Oltre ai rilievi critici, il documento suggerisce anche piste costruttive da sperimentare per affrontare le urgenze che assediano le comunità cristiane mediorientali. Nel documento ricorre in molti passaggi il richiamo a riscoprire il tesoro delle proprie tradizioni ecclesiali: “La maggior parte delle Chiese storiche del Medio Oriente” fanno notare gli autori del testo “sono patriarcali o sinodali. Entrambi i sistemi si ispirano all'idea di sinodalità, che, nel suo significato originario, si riferisce alla comunione e al camminare insieme”. Questi tratti tradizionali della vita ecclesiale delle comunità d’Oriente vanno oggi recuperati, mentre “ purtroppo oggi nelle nostre Chiese vediamo spesso il popolo di Dio – soprattutto donne e giovani – emarginato nelle decisioni importanti. Spesso assistiamo alla crescita di uno spirito autoritario, che cancella la responsabilità condivisa, il governo equilibrato e lo spirito di responsabilità tra le persone e i loro pastori”.

**Dati forniti:**
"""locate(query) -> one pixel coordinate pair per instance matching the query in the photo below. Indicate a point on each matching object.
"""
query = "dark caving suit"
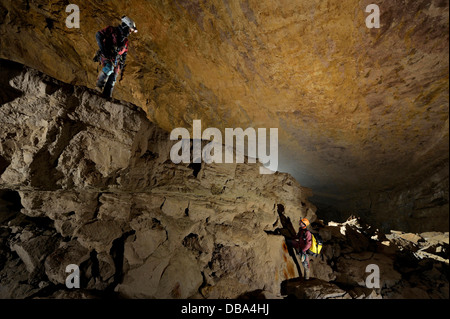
(113, 48)
(301, 243)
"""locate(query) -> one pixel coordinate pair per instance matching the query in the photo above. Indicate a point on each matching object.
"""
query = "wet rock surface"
(90, 182)
(362, 113)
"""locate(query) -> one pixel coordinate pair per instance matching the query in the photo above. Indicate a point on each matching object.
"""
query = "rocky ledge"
(89, 182)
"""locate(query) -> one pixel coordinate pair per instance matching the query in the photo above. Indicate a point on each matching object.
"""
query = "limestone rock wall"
(89, 182)
(358, 109)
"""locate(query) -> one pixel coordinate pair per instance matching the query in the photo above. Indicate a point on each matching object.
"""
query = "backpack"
(316, 244)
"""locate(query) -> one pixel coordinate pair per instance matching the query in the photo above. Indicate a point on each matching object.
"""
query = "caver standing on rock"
(113, 48)
(301, 243)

**Compiti da svolgere:**
1. Riproduci per intero e senza alcuna modifica il brano sulla sinodalità nelle Chiese del Medio Oriente.
2. Riscrivi tutte le righe dei record, richieste comprese, scalando per 1,1 ogni coordinata in pixel delle risposte e arrotondando all'intero più vicino, con le metà per eccesso. Lascia fuori le immagini.

**Risultati:**
1.
Oltre ai rilievi critici, il documento suggerisce anche piste costruttive da sperimentare per affrontare le urgenze che assediano le comunità cristiane mediorientali. Nel documento ricorre in molti passaggi il richiamo a riscoprire il tesoro delle proprie tradizioni ecclesiali: “La maggior parte delle Chiese storiche del Medio Oriente” fanno notare gli autori del testo “sono patriarcali o sinodali. Entrambi i sistemi si ispirano all'idea di sinodalità, che, nel suo significato originario, si riferisce alla comunione e al camminare insieme”. Questi tratti tradizionali della vita ecclesiale delle comunità d’Oriente vanno oggi recuperati, mentre “ purtroppo oggi nelle nostre Chiese vediamo spesso il popolo di Dio – soprattutto donne e giovani – emarginato nelle decisioni importanti. Spesso assistiamo alla crescita di uno spirito autoritario, che cancella la responsabilità condivisa, il governo equilibrato e lo spirito di responsabilità tra le persone e i loro pastori”.

2.
"""locate(query) -> one pixel coordinate pair per instance matching the query in the photo below. Indicate a point on each matching object.
"""
query = "dark caving suit"
(124, 53)
(331, 267)
"""locate(query) -> one pixel coordinate pair per instance matching the query in the photo above. Indicate a point on each matching object.
"""
query = "wet rock surface"
(99, 200)
(398, 124)
"""locate(query) -> one pixel coordinate pair per instance matching the query in the photo above. Indicate a point on each matching object.
"""
query = "rocky ledge"
(98, 200)
"""locate(query) -> one pixel coordinate pair per instance matching the query in the photo above. Indicate a point on each matching object.
"""
query = "limestone rock wall"
(98, 200)
(394, 120)
"""locate(query) -> one pixel coordinate pair per instance matching the query in the photo above. Indicate a point on each matching object.
"""
query = "backpack"
(348, 268)
"""locate(query) -> one pixel coordinate pair per instance matching the query in the photo above. Indicate a point on each matching object.
"""
query = "caver standing on rock"
(124, 53)
(331, 267)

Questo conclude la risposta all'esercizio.